### Material shown
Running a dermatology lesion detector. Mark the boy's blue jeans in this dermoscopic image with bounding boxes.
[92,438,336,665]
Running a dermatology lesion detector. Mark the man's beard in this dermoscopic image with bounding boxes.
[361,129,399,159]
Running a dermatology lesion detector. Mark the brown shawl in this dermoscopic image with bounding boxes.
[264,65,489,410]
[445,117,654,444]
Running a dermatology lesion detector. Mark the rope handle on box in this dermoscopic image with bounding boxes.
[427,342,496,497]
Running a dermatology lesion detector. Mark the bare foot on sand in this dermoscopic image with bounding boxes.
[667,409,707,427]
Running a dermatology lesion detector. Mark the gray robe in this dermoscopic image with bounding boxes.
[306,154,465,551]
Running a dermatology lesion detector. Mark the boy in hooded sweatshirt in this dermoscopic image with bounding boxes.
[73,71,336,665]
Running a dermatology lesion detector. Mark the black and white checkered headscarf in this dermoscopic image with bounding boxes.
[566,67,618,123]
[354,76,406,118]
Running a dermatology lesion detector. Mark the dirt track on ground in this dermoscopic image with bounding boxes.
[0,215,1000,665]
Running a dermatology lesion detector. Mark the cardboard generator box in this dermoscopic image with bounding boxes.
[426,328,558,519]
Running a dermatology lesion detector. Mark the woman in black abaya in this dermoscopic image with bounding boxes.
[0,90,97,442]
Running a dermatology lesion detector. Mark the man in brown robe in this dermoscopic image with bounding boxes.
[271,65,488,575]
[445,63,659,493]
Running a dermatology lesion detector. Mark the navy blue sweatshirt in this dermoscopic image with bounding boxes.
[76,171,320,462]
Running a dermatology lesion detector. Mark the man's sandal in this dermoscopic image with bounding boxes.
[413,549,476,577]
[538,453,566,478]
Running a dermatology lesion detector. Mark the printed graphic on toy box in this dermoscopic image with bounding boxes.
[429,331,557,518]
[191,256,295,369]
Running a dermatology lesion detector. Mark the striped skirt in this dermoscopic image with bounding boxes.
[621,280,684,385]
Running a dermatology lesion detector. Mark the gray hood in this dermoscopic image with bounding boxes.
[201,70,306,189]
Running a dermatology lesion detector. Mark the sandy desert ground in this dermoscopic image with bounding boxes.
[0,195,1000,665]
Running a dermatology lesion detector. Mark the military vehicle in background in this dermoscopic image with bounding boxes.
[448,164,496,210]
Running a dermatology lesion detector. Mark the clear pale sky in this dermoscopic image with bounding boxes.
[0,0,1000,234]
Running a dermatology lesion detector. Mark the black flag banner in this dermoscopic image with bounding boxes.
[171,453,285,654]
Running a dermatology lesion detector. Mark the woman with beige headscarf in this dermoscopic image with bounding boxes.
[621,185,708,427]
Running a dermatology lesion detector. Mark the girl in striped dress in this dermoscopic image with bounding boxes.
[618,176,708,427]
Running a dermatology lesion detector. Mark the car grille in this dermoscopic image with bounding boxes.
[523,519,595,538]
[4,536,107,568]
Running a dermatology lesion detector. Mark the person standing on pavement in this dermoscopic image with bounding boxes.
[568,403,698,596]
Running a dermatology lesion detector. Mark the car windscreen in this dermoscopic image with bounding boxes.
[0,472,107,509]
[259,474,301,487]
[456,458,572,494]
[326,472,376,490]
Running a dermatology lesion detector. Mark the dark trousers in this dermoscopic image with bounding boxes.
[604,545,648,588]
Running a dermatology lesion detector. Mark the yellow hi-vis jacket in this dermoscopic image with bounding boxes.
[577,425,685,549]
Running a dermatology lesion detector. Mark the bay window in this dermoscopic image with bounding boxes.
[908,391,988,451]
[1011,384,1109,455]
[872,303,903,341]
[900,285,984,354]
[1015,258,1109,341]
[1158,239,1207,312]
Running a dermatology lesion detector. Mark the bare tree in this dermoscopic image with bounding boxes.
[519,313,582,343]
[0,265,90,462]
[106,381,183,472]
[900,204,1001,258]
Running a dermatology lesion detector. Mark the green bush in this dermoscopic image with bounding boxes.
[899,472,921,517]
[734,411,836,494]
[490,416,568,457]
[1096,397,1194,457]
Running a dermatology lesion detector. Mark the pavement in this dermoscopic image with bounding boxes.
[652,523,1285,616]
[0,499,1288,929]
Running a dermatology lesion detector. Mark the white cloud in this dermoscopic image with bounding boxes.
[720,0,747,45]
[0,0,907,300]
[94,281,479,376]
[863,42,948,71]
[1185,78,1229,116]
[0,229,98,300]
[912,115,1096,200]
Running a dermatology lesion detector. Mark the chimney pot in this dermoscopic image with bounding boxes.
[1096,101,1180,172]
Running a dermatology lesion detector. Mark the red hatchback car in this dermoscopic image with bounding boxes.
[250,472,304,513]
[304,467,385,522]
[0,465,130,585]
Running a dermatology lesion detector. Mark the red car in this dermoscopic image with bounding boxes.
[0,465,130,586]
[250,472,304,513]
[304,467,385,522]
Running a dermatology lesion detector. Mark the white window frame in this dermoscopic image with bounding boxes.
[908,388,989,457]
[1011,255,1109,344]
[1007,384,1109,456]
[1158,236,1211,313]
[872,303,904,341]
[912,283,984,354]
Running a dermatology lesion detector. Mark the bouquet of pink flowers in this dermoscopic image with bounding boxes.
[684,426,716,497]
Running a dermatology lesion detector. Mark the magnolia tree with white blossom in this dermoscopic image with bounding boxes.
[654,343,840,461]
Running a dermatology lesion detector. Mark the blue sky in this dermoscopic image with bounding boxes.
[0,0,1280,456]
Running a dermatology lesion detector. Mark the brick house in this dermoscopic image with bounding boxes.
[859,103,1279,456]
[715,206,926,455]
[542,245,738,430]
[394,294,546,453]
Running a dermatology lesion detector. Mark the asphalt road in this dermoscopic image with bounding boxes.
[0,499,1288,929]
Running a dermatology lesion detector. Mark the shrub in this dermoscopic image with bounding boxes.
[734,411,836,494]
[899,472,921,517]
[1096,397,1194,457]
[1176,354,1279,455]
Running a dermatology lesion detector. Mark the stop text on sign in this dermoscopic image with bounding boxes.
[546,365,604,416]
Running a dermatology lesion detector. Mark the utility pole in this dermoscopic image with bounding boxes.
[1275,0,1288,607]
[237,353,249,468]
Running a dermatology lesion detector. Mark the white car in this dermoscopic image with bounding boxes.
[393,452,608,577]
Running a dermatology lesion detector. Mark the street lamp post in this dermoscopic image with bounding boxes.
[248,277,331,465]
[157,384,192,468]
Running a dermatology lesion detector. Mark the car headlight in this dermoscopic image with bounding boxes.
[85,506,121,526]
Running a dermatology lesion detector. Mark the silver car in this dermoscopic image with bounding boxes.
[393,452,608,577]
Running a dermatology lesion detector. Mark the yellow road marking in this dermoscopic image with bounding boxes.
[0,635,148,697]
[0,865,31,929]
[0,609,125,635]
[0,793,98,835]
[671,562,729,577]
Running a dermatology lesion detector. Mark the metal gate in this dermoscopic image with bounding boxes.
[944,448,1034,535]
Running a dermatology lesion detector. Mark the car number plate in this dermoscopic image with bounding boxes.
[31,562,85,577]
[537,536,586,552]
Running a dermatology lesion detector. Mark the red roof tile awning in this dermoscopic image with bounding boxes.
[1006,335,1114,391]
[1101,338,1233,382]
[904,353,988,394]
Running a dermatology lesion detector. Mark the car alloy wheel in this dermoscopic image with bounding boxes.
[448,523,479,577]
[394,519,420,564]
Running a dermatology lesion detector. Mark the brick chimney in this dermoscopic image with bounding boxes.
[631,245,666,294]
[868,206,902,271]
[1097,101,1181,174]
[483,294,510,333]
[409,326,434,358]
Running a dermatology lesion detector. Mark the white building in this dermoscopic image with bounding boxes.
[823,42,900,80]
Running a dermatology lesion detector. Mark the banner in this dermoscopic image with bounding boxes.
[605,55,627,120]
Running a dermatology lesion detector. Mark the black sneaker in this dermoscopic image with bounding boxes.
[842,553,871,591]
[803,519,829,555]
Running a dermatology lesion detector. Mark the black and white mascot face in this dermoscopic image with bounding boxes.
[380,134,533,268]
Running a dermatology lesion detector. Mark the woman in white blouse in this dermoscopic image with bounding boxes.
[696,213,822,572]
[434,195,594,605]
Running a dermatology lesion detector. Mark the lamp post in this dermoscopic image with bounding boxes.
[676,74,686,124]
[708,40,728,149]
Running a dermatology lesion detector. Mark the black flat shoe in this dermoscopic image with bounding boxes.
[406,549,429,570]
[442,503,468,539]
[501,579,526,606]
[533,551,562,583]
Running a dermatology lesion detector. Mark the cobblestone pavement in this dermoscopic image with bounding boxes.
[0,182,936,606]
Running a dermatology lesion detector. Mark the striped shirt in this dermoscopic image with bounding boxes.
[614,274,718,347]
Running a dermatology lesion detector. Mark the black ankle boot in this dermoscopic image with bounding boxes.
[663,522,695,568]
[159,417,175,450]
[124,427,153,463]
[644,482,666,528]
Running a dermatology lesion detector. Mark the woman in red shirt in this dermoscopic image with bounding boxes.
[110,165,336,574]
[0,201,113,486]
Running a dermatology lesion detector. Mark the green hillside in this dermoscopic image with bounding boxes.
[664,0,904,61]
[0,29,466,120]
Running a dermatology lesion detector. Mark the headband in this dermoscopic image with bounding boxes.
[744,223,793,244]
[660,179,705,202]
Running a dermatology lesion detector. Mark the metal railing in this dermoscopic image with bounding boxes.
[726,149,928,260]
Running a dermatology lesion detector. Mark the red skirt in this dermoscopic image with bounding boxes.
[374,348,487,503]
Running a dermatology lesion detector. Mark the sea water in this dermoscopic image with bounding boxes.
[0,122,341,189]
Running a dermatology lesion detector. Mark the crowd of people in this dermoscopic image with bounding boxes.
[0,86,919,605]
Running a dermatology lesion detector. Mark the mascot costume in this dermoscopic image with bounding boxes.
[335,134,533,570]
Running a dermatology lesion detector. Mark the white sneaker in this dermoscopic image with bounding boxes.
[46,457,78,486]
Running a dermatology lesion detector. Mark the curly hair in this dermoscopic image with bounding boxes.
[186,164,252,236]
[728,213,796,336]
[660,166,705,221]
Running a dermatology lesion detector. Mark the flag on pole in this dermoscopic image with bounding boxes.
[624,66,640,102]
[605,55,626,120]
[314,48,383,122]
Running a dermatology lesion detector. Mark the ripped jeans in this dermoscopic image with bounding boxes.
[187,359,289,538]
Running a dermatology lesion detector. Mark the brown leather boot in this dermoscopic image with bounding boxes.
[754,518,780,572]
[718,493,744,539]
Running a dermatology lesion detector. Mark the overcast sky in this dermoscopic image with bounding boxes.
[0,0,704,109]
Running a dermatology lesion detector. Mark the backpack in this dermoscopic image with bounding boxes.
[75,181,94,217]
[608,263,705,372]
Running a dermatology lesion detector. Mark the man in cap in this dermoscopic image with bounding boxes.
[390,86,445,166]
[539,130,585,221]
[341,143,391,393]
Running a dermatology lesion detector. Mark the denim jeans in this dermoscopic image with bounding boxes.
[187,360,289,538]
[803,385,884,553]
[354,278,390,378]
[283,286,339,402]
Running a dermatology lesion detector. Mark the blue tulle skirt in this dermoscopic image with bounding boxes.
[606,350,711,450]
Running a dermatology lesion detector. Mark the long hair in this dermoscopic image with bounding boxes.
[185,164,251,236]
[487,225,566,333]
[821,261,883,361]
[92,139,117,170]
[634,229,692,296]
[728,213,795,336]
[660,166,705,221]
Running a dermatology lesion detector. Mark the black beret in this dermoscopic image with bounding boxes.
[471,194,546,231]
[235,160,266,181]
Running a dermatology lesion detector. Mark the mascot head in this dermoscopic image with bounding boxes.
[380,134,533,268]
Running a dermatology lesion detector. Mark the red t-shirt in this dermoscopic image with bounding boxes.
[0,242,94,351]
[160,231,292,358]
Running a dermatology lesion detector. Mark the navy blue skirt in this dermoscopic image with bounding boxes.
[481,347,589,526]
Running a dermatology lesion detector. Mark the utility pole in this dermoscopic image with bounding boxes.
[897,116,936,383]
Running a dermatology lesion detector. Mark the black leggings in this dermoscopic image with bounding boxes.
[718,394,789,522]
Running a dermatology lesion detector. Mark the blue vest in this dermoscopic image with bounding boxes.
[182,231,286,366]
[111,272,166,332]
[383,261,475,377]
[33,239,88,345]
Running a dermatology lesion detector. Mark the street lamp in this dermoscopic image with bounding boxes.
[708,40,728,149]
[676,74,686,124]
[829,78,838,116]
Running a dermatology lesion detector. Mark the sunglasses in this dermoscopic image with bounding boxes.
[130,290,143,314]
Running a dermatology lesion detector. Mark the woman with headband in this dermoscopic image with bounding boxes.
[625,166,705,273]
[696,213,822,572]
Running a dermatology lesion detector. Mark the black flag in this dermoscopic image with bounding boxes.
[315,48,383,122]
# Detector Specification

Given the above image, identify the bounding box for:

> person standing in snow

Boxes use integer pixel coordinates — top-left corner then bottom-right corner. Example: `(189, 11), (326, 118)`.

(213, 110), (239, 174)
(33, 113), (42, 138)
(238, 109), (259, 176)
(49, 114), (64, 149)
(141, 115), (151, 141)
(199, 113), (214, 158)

### Exercise instructions
Can you render the listing above as a Markdown table with columns "Row" and "Listing line," starting at the first line of the listing and ending at the line containing "[201,70,306,189]", and leaving out blank lines?

### Exercise output
| Row | Listing line |
|---|---|
| 1 | Running a dermatology lesion detector. Mark the boy's blue jeans in this dermoscopic image with bounding boxes. |
| 2 | [92,438,336,665] |
| 3 | Running a dermatology lesion detector. Mark the man's beard in this dermoscopic image with bounding boxes. |
| 4 | [361,129,399,159] |
| 5 | Running a dermatology lesion detector. Mark the brown shawl in this dermoscopic image with bounding boxes. |
| 6 | [264,65,489,410] |
| 7 | [445,117,654,444] |
| 8 | Running a dermatology lesion detector. Mark the rope handle on box in this dermoscopic image with bounding boxes. |
| 9 | [427,342,496,497] |
| 10 | Running a dermatology lesion detector. Mark the bare foot on sand in this dermoscopic image with bounding boxes. |
| 11 | [667,409,707,427] |
| 12 | Running a dermatology lesion detector. Mark the gray robe in this dermoscopic image with bounding boxes. |
| 13 | [306,154,465,551] |
| 14 | Running a dermatology lesion detector. Mark the boy in hooded sweatshirt in this dermoscopic image with bounding boxes. |
| 15 | [73,71,336,665] |
| 16 | Running a dermatology lesion detector. Mark the black and white checkered headscarf in this dermoscopic image with bounding boxes. |
| 17 | [566,67,618,123] |
| 18 | [354,76,406,118] |
| 19 | Running a dermatology lesion detector. Mark the dirt track on ground in this dermoscopic image with bounding boxes. |
| 20 | [0,215,1000,665] |
| 21 | Running a dermatology lesion detector. Mark the cardboard generator box in this dermoscopic image with bounding boxes. |
| 22 | [426,328,558,519] |
| 23 | Running a dermatology lesion detector. Mark the woman in black abaya in this dermoscopic image with bounding boxes. |
| 24 | [0,90,97,442] |
| 25 | Running a dermatology lesion detector. Mark the man in brown robe in this dermoscopic image with bounding boxes. |
| 26 | [271,65,488,575] |
| 27 | [445,63,659,493] |
| 28 | Running a dermatology lesion detector. Mark the navy blue sweatshirt in this dermoscopic image with bounding boxes. |
| 29 | [76,171,320,462] |
| 30 | Running a dermatology lesion detector. Mark the man's sandal in this dermoscopic image with bounding boxes. |
| 31 | [413,549,476,577] |
| 32 | [538,453,566,478] |
| 33 | Running a dermatology lesion detector. Mark the printed graphic on toy box in this dermoscopic image with bounding boxes. |
| 34 | [429,331,557,518] |
| 35 | [191,256,295,369] |
| 36 | Running a dermatology lesion detector. Mark the striped skirt in this dermoscopic image with bounding boxes. |
| 37 | [621,280,684,385] |
| 38 | Running a dermatology lesion detector. Mark the gray hood in this dermoscopic image with bounding boxes. |
| 39 | [201,70,306,189] |